(Source records)
◆ ◆ ◆ ◆

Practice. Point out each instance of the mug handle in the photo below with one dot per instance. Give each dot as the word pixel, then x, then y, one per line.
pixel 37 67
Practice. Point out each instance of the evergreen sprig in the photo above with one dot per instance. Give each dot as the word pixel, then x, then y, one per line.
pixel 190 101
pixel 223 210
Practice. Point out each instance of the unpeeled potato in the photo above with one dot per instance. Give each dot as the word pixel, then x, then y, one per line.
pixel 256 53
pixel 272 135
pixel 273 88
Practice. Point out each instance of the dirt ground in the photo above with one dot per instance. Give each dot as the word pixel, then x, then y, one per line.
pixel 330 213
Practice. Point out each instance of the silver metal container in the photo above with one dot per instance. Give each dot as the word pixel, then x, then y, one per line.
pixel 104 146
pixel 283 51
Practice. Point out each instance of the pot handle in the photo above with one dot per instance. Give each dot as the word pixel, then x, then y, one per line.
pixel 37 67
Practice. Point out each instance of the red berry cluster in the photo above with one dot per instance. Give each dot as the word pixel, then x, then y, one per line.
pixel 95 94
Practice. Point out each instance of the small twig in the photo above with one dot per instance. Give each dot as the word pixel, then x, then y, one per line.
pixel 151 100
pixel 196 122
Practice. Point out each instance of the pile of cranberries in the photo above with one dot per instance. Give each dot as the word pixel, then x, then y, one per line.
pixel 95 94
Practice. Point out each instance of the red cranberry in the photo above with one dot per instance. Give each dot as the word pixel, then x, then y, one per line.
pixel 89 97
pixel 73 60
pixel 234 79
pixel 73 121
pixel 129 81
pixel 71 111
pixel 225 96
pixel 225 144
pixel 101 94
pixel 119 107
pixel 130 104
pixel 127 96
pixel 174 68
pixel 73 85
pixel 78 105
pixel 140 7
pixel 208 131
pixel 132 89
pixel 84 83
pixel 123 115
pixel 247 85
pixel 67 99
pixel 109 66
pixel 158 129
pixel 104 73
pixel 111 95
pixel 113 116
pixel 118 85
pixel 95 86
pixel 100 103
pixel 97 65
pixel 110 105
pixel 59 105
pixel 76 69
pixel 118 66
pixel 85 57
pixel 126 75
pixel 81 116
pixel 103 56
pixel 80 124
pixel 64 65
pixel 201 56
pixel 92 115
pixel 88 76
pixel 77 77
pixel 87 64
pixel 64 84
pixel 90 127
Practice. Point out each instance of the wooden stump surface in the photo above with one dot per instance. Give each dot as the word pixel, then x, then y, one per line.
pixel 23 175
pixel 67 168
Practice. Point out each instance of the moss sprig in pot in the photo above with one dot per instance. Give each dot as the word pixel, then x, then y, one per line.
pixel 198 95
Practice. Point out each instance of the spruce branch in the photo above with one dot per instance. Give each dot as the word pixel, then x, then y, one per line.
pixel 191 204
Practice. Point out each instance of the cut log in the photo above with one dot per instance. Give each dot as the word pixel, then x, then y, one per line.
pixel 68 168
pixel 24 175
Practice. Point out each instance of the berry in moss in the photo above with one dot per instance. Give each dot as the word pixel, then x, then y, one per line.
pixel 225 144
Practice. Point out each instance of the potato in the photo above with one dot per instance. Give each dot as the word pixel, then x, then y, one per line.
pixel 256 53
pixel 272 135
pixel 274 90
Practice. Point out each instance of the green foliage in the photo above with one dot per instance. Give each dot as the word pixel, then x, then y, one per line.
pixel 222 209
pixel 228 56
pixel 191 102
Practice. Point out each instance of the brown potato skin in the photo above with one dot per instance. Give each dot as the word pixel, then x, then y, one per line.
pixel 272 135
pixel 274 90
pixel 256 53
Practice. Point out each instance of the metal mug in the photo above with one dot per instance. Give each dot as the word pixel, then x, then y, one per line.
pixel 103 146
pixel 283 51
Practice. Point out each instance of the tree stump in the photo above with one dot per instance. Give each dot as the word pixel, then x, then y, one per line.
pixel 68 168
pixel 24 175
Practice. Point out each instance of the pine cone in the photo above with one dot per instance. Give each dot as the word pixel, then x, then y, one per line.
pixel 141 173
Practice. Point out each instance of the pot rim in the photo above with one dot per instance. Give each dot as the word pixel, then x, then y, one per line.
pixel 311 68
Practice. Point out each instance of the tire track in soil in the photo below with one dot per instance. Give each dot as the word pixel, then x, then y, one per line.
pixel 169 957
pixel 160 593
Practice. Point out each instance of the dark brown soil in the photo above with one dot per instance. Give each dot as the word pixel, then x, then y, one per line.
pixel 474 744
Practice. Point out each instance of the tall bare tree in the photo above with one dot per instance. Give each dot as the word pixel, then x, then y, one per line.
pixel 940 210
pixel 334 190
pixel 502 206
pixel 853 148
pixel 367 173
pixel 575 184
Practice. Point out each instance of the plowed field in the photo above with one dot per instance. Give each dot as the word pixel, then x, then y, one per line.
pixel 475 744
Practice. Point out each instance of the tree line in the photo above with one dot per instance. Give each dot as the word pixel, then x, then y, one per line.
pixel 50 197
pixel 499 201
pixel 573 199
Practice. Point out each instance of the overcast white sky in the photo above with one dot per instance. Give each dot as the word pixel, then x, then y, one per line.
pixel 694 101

◆ ◆ ◆ ◆

#### [What this task involves]
Copy out, word for word, the lines above that begin with the line containing "Practice. Point out each instance of the tree line" and continue through the line containing "pixel 573 199". Include both of those lines.

#### [Result for this exercise]
Practice. Point out each instance of the tree line in the photo above with one dot per instance. Give each dot as the word pixel, then x, then y, one per line.
pixel 50 197
pixel 499 201
pixel 573 199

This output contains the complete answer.